=== Begin Enclosure ===
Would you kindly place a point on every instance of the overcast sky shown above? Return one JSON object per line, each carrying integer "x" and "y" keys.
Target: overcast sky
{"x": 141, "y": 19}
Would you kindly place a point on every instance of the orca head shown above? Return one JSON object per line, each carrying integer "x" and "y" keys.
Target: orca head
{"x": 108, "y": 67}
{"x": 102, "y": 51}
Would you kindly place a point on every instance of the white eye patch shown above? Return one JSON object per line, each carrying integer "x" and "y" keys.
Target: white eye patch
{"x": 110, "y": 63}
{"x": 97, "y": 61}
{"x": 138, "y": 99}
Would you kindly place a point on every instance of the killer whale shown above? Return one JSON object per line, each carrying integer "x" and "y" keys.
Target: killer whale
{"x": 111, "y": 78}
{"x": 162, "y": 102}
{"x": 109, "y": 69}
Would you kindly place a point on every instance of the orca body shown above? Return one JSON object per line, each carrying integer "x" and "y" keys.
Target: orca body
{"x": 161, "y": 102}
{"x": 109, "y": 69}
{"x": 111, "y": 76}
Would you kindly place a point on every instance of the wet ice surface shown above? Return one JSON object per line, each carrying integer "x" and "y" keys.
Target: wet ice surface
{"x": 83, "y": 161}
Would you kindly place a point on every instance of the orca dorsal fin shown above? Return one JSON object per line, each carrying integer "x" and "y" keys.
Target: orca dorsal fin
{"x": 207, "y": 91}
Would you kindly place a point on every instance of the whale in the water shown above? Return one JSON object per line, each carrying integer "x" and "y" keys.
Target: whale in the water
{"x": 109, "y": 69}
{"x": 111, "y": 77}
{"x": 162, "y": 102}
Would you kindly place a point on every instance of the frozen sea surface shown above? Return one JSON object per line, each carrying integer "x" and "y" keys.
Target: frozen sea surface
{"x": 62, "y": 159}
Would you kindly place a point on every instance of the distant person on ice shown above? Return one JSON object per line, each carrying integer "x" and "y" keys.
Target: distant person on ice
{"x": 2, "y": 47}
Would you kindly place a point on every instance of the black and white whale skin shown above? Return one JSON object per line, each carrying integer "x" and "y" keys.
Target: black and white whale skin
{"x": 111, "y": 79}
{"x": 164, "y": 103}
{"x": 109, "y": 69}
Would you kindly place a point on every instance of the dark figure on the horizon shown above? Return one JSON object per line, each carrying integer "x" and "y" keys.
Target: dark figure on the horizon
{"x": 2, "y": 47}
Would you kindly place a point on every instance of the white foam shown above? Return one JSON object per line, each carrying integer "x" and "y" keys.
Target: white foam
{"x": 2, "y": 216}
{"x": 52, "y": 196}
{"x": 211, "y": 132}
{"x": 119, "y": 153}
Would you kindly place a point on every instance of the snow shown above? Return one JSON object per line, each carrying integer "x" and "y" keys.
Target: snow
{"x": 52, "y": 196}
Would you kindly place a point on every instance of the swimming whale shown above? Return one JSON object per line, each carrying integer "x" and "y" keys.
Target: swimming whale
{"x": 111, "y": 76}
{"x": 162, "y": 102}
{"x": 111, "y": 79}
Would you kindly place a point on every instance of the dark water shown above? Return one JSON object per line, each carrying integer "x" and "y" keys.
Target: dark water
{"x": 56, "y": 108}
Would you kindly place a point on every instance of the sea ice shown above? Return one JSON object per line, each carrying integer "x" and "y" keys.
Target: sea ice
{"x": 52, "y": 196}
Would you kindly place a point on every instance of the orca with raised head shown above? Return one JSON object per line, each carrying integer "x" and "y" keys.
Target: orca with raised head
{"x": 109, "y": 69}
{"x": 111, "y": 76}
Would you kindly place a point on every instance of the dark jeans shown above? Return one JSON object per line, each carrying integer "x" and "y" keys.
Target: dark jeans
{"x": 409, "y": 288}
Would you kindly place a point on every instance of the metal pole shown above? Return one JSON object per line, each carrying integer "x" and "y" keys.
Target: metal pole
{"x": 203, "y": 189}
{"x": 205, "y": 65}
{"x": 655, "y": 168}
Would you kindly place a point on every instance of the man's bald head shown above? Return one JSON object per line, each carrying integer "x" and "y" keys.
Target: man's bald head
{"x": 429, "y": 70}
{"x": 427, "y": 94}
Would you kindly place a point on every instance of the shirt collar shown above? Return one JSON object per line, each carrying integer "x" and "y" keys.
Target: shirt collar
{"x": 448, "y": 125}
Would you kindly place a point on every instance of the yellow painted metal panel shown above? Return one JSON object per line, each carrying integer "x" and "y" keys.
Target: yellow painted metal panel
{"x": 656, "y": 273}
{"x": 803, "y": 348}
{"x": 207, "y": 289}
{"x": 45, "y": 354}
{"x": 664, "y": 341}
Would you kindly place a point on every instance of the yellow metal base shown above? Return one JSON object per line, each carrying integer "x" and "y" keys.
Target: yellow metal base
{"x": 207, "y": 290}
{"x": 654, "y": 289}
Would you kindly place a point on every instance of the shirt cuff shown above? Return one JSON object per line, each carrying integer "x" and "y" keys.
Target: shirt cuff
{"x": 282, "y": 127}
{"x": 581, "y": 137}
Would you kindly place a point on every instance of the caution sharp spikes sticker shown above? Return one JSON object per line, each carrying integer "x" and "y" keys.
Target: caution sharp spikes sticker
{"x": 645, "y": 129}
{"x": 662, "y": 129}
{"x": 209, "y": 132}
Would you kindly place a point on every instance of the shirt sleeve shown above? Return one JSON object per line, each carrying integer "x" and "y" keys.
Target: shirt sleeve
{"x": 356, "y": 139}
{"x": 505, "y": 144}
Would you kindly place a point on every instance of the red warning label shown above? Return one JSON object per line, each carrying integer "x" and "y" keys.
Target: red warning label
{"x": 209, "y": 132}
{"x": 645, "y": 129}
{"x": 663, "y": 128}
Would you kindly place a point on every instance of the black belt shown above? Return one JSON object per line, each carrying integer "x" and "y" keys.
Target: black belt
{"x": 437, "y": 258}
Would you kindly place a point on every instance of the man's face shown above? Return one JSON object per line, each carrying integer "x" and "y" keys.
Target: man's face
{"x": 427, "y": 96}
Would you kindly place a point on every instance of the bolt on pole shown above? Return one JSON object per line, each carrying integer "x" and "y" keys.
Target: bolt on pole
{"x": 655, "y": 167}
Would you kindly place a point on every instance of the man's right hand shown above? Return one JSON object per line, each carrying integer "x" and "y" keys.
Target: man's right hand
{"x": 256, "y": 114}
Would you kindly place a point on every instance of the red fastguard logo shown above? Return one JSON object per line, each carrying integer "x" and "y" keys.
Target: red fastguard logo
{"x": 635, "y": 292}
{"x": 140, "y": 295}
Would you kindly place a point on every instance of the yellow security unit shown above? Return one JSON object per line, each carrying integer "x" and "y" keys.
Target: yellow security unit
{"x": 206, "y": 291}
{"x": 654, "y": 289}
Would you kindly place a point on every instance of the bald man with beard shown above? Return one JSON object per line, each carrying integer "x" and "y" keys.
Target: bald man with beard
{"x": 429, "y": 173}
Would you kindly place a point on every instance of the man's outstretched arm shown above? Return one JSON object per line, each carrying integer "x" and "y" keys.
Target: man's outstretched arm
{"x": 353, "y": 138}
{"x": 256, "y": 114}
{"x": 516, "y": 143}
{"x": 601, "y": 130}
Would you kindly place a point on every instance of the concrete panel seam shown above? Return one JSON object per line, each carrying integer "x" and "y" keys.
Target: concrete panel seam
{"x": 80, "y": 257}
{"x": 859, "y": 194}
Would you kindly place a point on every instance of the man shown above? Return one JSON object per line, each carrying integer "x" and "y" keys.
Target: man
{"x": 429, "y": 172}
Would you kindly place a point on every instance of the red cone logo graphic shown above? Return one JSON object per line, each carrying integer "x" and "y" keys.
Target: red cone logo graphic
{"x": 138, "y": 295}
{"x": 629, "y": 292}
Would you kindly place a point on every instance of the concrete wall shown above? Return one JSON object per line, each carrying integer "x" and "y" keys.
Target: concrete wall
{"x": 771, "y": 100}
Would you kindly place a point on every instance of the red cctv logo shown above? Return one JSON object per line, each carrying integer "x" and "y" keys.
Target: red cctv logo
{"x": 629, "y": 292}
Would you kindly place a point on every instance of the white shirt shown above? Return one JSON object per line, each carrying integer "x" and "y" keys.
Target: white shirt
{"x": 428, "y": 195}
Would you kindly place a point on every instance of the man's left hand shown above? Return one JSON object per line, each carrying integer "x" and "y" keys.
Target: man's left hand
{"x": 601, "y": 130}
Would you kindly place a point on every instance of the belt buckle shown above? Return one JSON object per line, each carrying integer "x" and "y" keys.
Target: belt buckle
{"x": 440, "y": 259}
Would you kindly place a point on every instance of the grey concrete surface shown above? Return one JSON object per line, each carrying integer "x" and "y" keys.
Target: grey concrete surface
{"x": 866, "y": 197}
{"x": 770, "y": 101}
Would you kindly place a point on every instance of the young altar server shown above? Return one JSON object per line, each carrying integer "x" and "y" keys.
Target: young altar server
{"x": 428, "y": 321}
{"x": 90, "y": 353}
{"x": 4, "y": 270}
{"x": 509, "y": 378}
=== End Enclosure ===
> [What the exercise asks]: The answer is the run of lines above from the line containing "Target: yellow security unit" through the line containing "of the grey", copied exactly and alone.

> [Written solution]:
Target: yellow security unit
{"x": 206, "y": 291}
{"x": 654, "y": 289}
Would you kindly place a point on every instance of the bald man with beard shown above? Return one JSON object per line, each carrying integer "x" and "y" keys.
Target: bald man with beard
{"x": 429, "y": 173}
Would you kindly place a point on every instance of the man's outstretched arm shown above? Return one JSON object per line, each carrying integer "x" and "y" keys.
Target: man's outstretched arm
{"x": 353, "y": 138}
{"x": 256, "y": 114}
{"x": 516, "y": 143}
{"x": 601, "y": 130}
Would you kindly place a point on every instance of the concrete panel seam shown above? Return one JSON object per line, each carrying integer "x" and "y" keys.
Target: concrete panel seam
{"x": 80, "y": 257}
{"x": 859, "y": 194}
Would you kindly place a point on every instance of the man shown above? Return one JSON object per line, each carrying integer "x" and "y" keys.
Target: man
{"x": 429, "y": 172}
Would you kindly place a point on every instance of the red cone logo graphic shown above? Return one JSON object per line, each carrying integer "x" and "y" keys.
Target: red cone logo graphic
{"x": 138, "y": 295}
{"x": 629, "y": 292}
Would you kindly place a point on every instance of the concrete wall shown above? Return one JSON object per line, each carrying integer "x" and "y" keys.
Target: concrete wall
{"x": 771, "y": 100}
Would you kindly place a point on every instance of the red cctv logo shown above? Return one JSON object per line, each carrying integer "x" and "y" keys.
Target: red cctv logo
{"x": 629, "y": 292}
Would you kindly place a point on every instance of the white shirt shown above? Return one JSON object per line, each carrying integer "x" and "y" keys.
Target: white shirt
{"x": 428, "y": 195}
Would you kindly place a point on every instance of the man's left hand shown above? Return one JSON object per line, each carrying integer "x" and "y" keys.
Target: man's left hand
{"x": 601, "y": 130}
Would you kindly place a point on every instance of the belt buckle shown above? Return one JSON object per line, each carrying integer "x" and "y" keys.
Target: belt buckle
{"x": 440, "y": 259}
Would you kindly place a point on every instance of the grey concrete surface shown above? Return one JSON object per line, each carrying integer "x" and "y" keys.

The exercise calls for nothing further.